Exercise prompt:
Pull out each line below that contains the word "suspension", copying it unchanged.

Given records:

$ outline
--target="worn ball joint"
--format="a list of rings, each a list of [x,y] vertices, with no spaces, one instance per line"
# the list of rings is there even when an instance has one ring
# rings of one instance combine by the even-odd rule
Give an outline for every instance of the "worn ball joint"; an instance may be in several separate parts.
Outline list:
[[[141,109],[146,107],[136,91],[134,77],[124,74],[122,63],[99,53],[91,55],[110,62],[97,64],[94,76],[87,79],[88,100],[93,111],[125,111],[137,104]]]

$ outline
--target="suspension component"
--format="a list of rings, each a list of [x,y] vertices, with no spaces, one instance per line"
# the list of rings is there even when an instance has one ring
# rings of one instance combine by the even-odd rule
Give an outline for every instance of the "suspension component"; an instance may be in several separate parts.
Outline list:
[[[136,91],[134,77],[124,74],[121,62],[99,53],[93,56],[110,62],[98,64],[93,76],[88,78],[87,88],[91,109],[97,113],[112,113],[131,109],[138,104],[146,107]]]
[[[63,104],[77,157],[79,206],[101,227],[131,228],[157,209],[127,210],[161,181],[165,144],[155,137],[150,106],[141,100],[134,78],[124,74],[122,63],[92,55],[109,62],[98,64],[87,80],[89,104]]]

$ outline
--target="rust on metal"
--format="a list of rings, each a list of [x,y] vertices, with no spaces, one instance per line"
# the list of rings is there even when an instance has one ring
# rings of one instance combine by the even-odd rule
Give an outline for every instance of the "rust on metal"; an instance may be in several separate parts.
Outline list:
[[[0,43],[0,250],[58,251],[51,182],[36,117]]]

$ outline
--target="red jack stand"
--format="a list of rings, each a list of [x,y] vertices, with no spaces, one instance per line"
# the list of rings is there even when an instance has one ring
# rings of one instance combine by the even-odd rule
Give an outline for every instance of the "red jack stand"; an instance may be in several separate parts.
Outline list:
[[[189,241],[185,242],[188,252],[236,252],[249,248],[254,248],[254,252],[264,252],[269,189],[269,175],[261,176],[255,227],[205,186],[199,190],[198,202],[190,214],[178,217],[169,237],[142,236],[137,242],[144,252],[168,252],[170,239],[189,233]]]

Solution to the exercise:
--target="suspension component"
Give an outline for every instance of the "suspension component"; an instance may be in several separate parts.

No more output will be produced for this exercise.